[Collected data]
┌────────

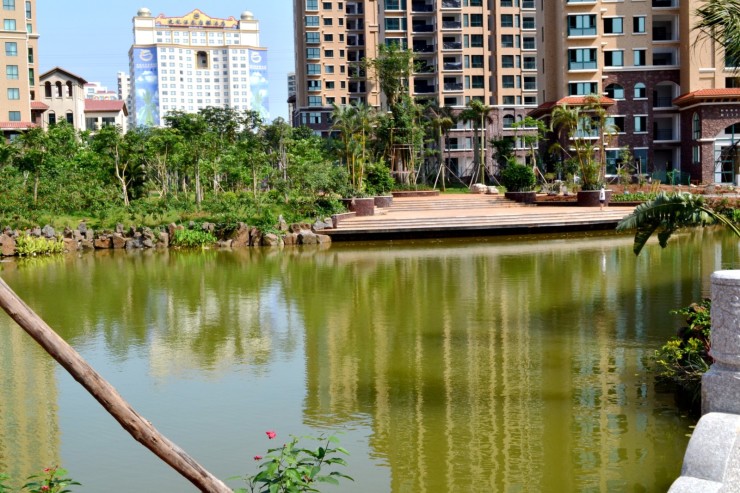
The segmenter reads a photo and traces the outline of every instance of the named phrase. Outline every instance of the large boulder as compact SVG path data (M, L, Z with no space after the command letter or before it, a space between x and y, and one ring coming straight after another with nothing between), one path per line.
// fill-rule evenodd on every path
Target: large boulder
M267 233L262 237L262 246L276 247L280 246L281 243L280 237L274 233Z
M74 238L64 238L64 250L67 252L76 252L80 249L80 243Z
M0 235L0 255L3 257L15 255L15 238L5 233Z
M80 233L82 233L83 235L84 235L85 233L87 233L87 223L86 223L86 222L84 222L84 221L83 221L83 222L81 222L81 223L80 223L80 225L79 225L79 226L77 226L77 231L79 231L79 232L80 232Z
M470 191L473 193L486 193L488 192L488 187L483 183L476 183L470 187Z
M234 233L234 238L231 246L234 248L249 246L249 229L249 226L247 226L246 224L239 223L236 228L236 232Z
M114 249L122 250L126 248L126 238L124 238L123 235L116 233L111 236L111 244L113 245Z
M299 245L316 245L319 242L318 235L311 231L302 231L298 233Z
M285 222L285 218L282 214L278 217L277 228L278 231L288 231L288 223Z
M329 235L316 235L316 240L319 245L326 245L331 243L331 236Z
M80 241L80 250L95 250L95 242L91 240Z
M100 235L95 238L94 245L96 250L107 250L111 248L110 237L108 235Z
M293 246L298 244L298 235L295 233L287 233L283 236L283 244L286 246Z
M252 228L249 231L249 245L260 246L262 244L262 231L257 228Z
M157 241L157 248L169 248L170 246L170 235L164 231L159 233L159 241Z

└────────

* Work to complete *
Only lines holding the word "path" are wanted, so copy each of them from the records above.

* Finished task *
The segmenter reads a photo and traces the outline of every instance of the named phrase. Outline every instance of the large boulder as compact SVG path data (M, L, Z with no space after the command letter or before it, a space between x and y, and one ring coming straight after another with nothing between), one path per line.
// fill-rule evenodd on every path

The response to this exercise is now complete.